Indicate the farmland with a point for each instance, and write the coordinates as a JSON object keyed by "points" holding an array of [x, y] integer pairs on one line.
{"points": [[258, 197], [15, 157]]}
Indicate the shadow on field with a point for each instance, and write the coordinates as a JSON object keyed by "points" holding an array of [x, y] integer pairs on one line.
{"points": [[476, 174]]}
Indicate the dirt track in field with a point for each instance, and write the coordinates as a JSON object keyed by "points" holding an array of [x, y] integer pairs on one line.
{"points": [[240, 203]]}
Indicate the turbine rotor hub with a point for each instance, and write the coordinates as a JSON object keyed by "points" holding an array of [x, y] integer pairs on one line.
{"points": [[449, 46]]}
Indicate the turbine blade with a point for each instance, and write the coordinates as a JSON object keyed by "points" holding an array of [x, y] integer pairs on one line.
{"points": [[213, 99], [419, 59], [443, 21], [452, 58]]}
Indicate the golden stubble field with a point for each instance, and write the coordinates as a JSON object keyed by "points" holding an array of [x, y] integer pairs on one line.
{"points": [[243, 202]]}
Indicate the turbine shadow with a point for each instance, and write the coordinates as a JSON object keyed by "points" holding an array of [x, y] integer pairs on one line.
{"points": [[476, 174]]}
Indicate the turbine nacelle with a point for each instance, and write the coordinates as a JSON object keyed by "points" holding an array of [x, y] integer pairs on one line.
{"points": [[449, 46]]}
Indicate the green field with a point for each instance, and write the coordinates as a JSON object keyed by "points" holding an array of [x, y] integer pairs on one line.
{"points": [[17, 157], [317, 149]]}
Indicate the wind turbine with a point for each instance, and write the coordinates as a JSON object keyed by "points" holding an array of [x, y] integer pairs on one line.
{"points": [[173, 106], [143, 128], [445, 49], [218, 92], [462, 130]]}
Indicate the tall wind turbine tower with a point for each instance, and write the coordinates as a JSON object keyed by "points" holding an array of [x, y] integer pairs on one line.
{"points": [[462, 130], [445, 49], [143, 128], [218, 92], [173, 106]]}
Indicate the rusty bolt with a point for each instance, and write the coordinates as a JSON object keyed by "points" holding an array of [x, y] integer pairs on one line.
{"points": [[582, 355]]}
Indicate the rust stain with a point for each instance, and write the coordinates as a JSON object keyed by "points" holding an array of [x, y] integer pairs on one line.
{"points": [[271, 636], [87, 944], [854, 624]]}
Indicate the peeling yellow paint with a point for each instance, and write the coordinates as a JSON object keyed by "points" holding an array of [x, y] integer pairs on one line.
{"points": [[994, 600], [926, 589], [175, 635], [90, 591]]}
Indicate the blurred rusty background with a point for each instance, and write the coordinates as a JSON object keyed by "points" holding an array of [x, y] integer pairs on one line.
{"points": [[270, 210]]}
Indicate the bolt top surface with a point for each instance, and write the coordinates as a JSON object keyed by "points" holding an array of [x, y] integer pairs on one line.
::::
Exercise goal:
Print the material in full. Keep it exactly as it is.

Answer:
Indicate the farmland with a point for each instance, and write the coordinates as a JSON object keyed by "points" holding an array of [x, y] integer pairs on one line.
{"points": [[258, 197], [15, 157]]}
Indicate the shadow on field with a point for each instance, and write the coordinates as a JSON object keyed by "points" holding an array of [x, y] integer pairs on one line.
{"points": [[476, 174]]}
Indicate the dirt track in field with a point for each instance, and write the coordinates as a JSON object keyed by "points" holding an array of [x, y] integer pairs on one line.
{"points": [[240, 203]]}
Indicate the turbine rotor hub with a point for each instance, and write the coordinates as a JSON object keyed by "points" holding an array of [x, y] integer pairs on one line.
{"points": [[449, 46]]}
Indicate the turbine blade with a point for each instance, and write the coordinates as a JSON object keyed by "points" holding an array of [x, y] integer pairs on one line.
{"points": [[213, 99], [419, 59], [443, 21], [452, 58]]}
Indicate the golden stubble field with a point for each instance, and write the coordinates as a JSON object keyed by "points" holding an array of [x, y] integer pairs on one line.
{"points": [[243, 202]]}
Indicate the turbine shadow with a point for each instance, and write the coordinates as a JSON object keyed by "points" holding an array of [x, y] integer pairs on one line.
{"points": [[476, 174]]}
Indicate the turbine nacelle with a point for each instance, and write the coordinates as a JSON object keyed by "points" holding an array of [x, y] integer pairs on one line.
{"points": [[449, 46]]}
Indicate the green field with a point for each instance, and write the coordinates as a JSON object keyed by "points" holding an array of [x, y] integer pairs on one line.
{"points": [[17, 157], [317, 149]]}
Indicate the wind turbine with a point for each instance, and write the coordinates as a JSON object keyed by "points" holding an array of [x, y] integer pairs on one line.
{"points": [[173, 106], [143, 128], [445, 49], [218, 92], [462, 130]]}
Indicate the tall wind turbine tower with a point for each instance, and write the coordinates as a JSON object keyed by "points" holding an array of [x, y] integer pairs on one line.
{"points": [[462, 130], [445, 49], [143, 128], [218, 92], [173, 106]]}
Indicate the rusty bolt with a point for each instance, and write the coordinates as a JSON object keyed by "points" holding an array of [x, y] integer pairs on one line.
{"points": [[582, 355]]}
Indicate the rust stain with a point for each instance, and write the coordinates as a JSON object keyed by "points" holding an array of [x, y] integer pairs on one line.
{"points": [[271, 636], [87, 944], [854, 624]]}
Indicate the peeling yellow paint with a point for each instance, and write the coordinates as a JSON object keyed by "points" holding an array of [x, y] integer pairs on one line.
{"points": [[994, 600], [926, 589], [175, 635], [90, 591]]}
Indicate the blurred rusty background with a point for each instance, and write the coordinates as a JSON object keyed by "points" holding an array of [x, y] integer pairs on one line.
{"points": [[270, 210]]}
Indicate the bolt top surface with a point for each instance, and write the coordinates as a JSON object keyed by "points" holding an array of [x, y] integer pairs on one line.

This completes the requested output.